__Texte à analyser__
^^^^

Une plateforme multiplexe
Anova-Plus a également mis au point Multigène, une plateforme multiplexe de 96 puits recherchant jusqu'à quatre marqueurs par puits, utilisable hors laboratoire mais dans un lieu disposant d'une prise électrique. « Le kit Flashdiag donne un premier niveau d'information. La plateforme Multigène permet d'aller plus loin dans l'analyse. » Par exemple en céréales, Multigène est capable de détecter les souches de Fusarium qui produisent des mycotoxines et celles qui n'en produisent pas. « Mon objectif ultime est de caractériser la souche d'un pathogène pour mieux la combattre », rappelle Marc Masson. Multigène permet aussi de détecter les vulpins et les ray-grass résistants aux herbicides du groupe HRAC A et B.
« Notre challenge est maintenant de trouver le bon modèle de commercialisation de nos kits et de la plateforme. » Côté kit, la gamme poursuit son développement. « Nous travaillons actuellement avec un partenaire privé pour mettre au point des kits de détection de résistance aux fongicides. Pour l'instant, nous en sommes au stade laboratoire pour identifier les mutations les plus fréquentes. »

^^^^

__Liste des activités__
[A] D'après le texte sur la plateforme Multigène, combien de marqueurs peut-elle rechercher dans chaque puits ?
[B] Poursuivez le texte sur la plateforme Multigène après sa dernière phrase.
Les items ne servent à rien pour ces activités.

^^^^

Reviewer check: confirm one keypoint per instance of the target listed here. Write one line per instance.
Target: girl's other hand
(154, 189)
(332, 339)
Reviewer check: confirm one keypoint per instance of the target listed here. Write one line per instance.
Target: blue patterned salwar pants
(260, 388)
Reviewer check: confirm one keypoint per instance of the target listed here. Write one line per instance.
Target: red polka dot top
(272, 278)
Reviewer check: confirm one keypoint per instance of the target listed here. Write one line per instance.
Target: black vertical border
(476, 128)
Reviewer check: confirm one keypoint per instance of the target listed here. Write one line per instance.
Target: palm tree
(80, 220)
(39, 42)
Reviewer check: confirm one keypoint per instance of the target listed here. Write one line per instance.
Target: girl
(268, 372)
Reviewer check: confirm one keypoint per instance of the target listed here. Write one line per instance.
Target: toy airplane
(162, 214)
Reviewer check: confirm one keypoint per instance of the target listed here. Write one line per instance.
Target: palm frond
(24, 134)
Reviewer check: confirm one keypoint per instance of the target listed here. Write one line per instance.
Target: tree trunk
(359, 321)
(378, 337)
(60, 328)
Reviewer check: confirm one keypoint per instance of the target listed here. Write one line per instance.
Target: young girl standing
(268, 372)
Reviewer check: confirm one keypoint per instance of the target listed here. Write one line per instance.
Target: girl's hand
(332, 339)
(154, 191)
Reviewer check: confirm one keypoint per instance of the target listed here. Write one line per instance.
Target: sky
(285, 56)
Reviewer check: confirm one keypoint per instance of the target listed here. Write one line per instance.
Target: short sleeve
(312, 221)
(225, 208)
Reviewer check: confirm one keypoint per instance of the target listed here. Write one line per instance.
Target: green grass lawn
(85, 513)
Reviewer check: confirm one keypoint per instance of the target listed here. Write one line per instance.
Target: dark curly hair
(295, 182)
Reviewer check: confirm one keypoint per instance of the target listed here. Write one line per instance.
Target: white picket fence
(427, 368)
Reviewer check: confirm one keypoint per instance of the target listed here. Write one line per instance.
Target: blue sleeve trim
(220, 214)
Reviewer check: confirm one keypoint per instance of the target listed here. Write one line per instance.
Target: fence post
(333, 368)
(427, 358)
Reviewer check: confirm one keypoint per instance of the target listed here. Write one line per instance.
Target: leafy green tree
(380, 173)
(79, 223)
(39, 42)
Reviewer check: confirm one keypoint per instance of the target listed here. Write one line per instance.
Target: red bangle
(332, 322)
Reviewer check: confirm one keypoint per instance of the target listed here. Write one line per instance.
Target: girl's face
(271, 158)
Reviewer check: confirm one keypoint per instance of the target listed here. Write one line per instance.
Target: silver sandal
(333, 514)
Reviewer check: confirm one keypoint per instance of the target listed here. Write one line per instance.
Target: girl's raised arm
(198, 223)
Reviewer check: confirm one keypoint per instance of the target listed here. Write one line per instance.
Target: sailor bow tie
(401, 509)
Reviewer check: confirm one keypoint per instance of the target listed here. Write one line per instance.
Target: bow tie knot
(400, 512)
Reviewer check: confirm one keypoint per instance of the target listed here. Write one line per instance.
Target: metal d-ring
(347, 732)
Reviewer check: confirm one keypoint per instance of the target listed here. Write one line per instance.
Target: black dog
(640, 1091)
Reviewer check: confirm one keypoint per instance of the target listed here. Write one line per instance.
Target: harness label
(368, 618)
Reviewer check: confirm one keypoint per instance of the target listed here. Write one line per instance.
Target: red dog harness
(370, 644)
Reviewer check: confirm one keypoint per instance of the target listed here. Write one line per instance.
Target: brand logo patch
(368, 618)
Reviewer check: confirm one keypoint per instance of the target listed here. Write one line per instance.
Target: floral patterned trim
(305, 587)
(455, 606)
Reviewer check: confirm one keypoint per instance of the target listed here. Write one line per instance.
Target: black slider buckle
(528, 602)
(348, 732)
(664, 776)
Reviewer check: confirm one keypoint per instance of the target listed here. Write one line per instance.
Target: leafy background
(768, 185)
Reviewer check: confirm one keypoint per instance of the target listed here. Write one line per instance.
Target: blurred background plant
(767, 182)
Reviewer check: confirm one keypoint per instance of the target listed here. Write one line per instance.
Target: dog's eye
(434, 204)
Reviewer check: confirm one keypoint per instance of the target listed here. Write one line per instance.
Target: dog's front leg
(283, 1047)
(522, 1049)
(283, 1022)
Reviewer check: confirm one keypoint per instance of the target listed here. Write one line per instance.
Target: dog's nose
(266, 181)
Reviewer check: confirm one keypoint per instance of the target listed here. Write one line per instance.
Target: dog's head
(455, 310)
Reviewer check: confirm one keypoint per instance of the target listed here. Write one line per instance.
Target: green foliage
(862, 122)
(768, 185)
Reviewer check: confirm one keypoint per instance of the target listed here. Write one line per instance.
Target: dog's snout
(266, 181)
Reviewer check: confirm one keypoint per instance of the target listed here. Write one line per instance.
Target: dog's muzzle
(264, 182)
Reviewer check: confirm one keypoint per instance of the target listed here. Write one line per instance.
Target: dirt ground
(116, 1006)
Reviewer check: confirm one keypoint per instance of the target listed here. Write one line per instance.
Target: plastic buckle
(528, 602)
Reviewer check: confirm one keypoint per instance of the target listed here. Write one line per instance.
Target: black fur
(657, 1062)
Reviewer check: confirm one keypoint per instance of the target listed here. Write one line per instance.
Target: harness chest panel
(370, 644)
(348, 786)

^^^^

__Corrigé de l'exercice__
[A] Jusqu'à quatre marqueurs par puits.

[B]
Biocluster français dédié à la recherche en génomique, génétique et biotechnologies.
MARC MASSON BIO EXPRESS
1964. Technicien supérieur agricole, Crézancy.
1966. Sélectionneur graminées et légumineuses chez Clause.
1969. Directeur scientifique de Germicopa.
1977. Mémoire de biologie, mathématique et statistique du Cnam + DEA Amélioration des plantes, Orsay.
1985. PhD en génétique quantitative pomme de terre (États-Unis).
Directeur scientifique de Clause.
1988. Création Biofords Consultants et ABC Biokits SAS, Évry.
2005. Directeur scientifique d'Agdia, États-Unis.
2012. Création d'Anova-Plus, Évry Genopole.